In May 2003, around the time West was hospitalized for a heart attack and stroke, Danou, 40, a white-collar criminal from West Bloomfield, forged West's name on a phony deed and took West's secondary residence on Cass Lake, authorities said.
For a time, Danou convinced officials that he was the owner of the four-bedroom home.
But eventually, Waterford officials became suspicious.
On Feb. 2, Danou pleaded guilty to identity theft in U.S. District Court in Port Huron. While he sits in jail facing the prospects of a 3-year prison term, West's lawyer is battling in Oakland County Circuit Court to get West's house back.
The lawyer also is trying to remove $408,000 in liens that mortgage companies slapped on the property after Danou defaulted on loans.
West said he met Danou in early 2003 after posting a sale sign at his house in the 3800 block of Lake Front.
Though Danou offered to buy the house for $750,000, West said Danou's $27,000 down payment check bounced. West said he agreed to let Danou rent the house until he could assemble a down payment, but some of the rent checks bounced, too.
West said he realized something was amiss when he got out of the hospital and discovered that Danou was renovating the house and that Danou's contractor was driving West's 2000 Ford pickup.
In May 2004, township officials became suspicious about the alleged property transfer and alerted police.
Although Danou insisted that West had sold him the house, his story fell apart when investigators questioned his sister and father, whose signatures were on the deed as witnesses to the transaction.
By then, Danou already had been indicted in U.S. District Court in Detroit for defrauding banks in 1999-2000 by stealing people's identities, applying for phony car loans in their names and pocketing the proceeds at his used car lot in Detroit.
In August 2004, he was sentenced to two years in prison and ordered to pay $1.2 million in restitution. He previously was convicted of bad check and bank fraud charges.
"We're not denying that Mr. West's name was forged on the deed," said Danou's lawyer, David Steingold of Detroit. "But there's more to this case than meets the eye."
Steingold said Danou deeded the house back to West, but West's lawyer won't record it.
The lawyer, Daniel Zolkower of Southfield, said he can't record the deed until the mortgage companies lift the liens.

• **THE PROBLEM**
Answer these questions about the text on the Cass Lake house:
1. What price did Danou offer West for the house?
2. On what date and in which court did Danou plead guilty to identity theft?
3. How much restitution was Danou ordered to pay in August 2004?

• **EXTRACTED INFORMATION**

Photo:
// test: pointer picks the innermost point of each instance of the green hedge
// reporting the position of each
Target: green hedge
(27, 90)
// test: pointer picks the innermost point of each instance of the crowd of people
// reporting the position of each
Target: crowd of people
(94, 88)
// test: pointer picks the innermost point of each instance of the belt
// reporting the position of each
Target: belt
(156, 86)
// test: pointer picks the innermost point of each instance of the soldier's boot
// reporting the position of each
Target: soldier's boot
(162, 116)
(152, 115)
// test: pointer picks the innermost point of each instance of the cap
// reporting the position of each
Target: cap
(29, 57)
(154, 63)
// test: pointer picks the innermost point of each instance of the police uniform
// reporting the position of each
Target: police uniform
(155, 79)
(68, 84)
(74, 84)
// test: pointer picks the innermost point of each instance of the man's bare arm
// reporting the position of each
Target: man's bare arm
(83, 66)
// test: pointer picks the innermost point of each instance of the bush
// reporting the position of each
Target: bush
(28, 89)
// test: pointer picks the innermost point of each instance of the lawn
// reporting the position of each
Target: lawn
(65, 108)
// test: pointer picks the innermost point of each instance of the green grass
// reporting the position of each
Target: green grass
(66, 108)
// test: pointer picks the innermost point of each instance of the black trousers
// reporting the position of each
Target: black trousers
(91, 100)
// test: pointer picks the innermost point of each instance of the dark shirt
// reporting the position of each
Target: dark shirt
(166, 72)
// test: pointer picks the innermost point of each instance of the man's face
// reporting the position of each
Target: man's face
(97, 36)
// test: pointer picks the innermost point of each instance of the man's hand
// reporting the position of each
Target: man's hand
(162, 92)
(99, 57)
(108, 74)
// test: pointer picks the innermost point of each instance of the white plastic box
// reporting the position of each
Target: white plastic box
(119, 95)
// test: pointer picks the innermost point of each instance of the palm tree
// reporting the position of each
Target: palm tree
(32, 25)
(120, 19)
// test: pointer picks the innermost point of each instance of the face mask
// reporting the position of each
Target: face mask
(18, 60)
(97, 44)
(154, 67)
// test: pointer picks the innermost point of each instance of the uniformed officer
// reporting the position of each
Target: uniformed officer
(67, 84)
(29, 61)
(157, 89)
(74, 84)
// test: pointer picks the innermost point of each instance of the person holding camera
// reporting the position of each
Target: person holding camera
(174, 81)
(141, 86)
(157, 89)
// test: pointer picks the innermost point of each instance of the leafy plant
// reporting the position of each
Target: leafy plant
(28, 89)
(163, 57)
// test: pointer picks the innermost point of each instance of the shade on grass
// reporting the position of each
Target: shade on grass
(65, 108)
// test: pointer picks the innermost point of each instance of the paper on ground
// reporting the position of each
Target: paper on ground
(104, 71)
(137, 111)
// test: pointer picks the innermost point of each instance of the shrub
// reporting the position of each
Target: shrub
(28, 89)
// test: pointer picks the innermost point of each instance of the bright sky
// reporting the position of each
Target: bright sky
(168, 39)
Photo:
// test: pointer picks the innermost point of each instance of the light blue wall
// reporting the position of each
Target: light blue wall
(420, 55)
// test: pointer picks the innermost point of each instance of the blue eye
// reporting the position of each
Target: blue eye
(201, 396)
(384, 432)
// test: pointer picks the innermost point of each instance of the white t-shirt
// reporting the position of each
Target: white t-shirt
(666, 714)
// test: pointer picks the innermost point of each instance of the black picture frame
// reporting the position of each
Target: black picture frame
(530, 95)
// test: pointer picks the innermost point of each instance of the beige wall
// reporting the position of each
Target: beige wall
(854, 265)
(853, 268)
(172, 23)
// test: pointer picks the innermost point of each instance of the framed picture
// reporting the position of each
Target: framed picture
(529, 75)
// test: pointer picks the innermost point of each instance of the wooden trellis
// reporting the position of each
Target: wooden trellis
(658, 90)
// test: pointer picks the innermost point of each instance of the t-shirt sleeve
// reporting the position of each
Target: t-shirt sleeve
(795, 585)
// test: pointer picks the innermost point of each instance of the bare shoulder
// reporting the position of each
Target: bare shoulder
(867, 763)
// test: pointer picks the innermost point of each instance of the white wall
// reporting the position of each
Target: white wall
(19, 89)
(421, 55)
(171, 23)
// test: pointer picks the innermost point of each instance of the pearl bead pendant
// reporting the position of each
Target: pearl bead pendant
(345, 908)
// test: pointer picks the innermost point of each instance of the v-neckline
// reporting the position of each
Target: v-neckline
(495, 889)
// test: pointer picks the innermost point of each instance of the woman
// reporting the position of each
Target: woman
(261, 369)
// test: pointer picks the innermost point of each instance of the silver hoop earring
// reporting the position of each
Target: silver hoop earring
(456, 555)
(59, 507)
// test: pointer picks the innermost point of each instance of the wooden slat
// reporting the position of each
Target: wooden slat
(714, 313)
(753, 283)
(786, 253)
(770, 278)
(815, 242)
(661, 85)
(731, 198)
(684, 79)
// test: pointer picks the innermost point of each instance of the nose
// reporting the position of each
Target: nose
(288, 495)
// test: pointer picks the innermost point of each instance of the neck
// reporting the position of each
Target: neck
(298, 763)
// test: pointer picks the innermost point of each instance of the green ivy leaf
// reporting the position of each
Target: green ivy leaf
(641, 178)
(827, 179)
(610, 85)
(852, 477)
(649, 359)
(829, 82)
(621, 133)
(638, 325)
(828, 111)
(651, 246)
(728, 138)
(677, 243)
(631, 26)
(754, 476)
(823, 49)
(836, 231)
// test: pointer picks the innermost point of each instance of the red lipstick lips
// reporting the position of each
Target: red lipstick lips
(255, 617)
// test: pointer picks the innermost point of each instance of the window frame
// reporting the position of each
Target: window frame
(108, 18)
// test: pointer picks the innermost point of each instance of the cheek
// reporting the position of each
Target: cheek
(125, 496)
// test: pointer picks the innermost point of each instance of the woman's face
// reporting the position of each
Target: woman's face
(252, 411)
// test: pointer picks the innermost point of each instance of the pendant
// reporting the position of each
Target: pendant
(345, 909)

• **RESULT**
1. $750,000
2. Feb. 2, in U.S. District Court in Port Huron
3. $1.2 million